Rows from a point labeling set:
Start
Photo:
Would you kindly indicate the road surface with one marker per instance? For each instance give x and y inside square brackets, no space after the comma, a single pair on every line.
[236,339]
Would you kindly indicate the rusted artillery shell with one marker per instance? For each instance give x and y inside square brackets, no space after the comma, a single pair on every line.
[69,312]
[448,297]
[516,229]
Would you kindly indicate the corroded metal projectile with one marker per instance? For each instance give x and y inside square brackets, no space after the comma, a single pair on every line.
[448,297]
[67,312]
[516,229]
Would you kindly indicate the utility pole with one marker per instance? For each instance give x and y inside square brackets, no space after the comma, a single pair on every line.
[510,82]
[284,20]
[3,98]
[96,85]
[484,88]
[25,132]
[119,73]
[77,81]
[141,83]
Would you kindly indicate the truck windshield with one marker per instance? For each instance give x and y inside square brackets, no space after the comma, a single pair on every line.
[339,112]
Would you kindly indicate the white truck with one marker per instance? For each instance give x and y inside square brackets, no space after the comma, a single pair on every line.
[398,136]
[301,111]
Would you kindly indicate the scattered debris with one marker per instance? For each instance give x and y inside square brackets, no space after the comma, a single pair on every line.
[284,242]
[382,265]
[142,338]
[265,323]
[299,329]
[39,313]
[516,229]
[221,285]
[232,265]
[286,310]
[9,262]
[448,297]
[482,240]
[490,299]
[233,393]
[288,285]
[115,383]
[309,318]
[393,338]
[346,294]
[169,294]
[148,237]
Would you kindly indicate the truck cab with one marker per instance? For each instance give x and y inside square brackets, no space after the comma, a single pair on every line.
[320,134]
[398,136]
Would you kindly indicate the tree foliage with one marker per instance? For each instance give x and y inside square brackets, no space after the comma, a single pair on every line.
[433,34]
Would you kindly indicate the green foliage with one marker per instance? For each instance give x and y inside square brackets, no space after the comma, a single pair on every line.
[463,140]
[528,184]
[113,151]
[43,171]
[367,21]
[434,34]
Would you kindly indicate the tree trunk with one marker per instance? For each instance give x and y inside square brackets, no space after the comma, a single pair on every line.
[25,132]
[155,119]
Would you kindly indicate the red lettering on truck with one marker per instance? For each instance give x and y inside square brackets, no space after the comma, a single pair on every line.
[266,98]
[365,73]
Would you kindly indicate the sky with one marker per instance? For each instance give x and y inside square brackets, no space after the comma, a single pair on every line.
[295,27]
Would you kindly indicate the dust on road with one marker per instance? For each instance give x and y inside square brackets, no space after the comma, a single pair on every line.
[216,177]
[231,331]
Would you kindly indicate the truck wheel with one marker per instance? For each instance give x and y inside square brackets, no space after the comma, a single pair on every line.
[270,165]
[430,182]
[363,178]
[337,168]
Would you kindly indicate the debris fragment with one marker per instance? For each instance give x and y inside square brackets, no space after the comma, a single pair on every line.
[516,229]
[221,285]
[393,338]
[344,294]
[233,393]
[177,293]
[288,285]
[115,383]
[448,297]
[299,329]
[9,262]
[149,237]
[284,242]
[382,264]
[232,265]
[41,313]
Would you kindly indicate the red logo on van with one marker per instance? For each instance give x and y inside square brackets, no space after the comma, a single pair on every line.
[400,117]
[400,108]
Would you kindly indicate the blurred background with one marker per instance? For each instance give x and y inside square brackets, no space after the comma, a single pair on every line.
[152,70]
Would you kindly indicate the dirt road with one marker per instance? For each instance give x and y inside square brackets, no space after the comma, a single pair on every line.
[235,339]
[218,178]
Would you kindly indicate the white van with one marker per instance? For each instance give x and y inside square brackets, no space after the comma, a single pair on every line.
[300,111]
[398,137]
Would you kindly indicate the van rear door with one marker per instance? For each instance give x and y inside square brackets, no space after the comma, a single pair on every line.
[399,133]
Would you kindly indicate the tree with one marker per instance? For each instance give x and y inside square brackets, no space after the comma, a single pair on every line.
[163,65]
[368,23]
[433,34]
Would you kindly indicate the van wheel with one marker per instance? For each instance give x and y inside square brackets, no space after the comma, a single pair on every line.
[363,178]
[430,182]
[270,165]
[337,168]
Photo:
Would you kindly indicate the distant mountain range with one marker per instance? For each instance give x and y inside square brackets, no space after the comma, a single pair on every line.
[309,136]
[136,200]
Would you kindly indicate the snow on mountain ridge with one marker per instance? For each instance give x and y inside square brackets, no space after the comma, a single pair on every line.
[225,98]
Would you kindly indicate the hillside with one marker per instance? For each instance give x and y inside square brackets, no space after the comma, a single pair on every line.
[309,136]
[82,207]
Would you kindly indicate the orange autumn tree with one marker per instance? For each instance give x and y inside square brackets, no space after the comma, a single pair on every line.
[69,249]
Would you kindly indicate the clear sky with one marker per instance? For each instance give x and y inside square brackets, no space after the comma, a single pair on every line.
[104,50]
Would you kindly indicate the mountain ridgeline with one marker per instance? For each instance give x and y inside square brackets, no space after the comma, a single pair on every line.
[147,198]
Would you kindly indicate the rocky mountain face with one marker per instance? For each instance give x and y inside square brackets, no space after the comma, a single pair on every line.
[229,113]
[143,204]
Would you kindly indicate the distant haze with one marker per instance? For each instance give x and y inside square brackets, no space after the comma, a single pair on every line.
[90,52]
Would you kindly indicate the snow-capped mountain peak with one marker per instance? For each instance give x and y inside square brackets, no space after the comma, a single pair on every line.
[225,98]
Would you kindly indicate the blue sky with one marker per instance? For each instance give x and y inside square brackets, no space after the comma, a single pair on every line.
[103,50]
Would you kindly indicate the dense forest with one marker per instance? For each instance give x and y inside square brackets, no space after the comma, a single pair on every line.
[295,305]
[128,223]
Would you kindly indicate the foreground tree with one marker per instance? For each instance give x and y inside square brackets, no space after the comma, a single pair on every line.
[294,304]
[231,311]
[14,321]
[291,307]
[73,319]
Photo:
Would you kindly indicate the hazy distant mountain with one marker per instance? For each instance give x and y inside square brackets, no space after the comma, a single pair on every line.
End
■ **What the task asks**:
Rewrite the rows above, starting at the line that contains "Would you kindly indicate the hillside" and ending at the last row, with "one marker per instance" changed to "a single point per instance" and everything else kept the same.

■ **In response**:
Would you kindly indicate the hillside with a single point per instance? For each instance give x and y inside square brackets, no space after the comma, a single pair on every line.
[309,136]
[82,207]
Would you kindly indicate the orange autumn tree with a single point per instance? For each instance give x and y inside square brackets, no space after the comma, a single pair on every line.
[69,249]
Would you kindly indicate the clear sky with a single point per instance? For each instance give x and y inside square brackets, no space after the comma, a single pair on every line.
[104,50]
Would you kindly indicate the mountain ridgeline with a single point per instance? For each instance give x and y inside square brackets, no space after the comma, a single pair on every line.
[147,198]
Would you kindly indicate the rocky mountain face with a single point per instance? For each instance give x and y inside square brackets, no space after the comma, a single pair on every line.
[229,113]
[143,204]
Would you kindly indicate the distant haze with a single point per instance? For each instance give x and y inside square brackets, no space after the comma, a single pair on every line.
[90,52]
Would you kindly indicate the snow-capped mountain peak with a single point per instance? For each instance give x and y inside square brackets, no space after the comma, a single pair on every line.
[225,98]
Would you kindly indicate the blue sky with a single point per instance? For each instance give x and y inside square brackets, no space after the comma, a single pair on every line.
[103,50]
Would you kindly indicate the dense forest with a single point per instance? For each instance give x and y inside square brackets, no space after the comma, a single pair on every line.
[295,305]
[128,223]
Would you kindly indicate the foreground tree with a single point per instance? For each instance give x and y inside square brackets, no space after the comma, a single pair on every line.
[294,304]
[231,311]
[14,321]
[291,307]
[73,319]
Photo:
Would you kindly indicate the hazy distant mountain with a single point per instance? For each instance give x and y inside square brackets, no space after the comma, a single pair on every line.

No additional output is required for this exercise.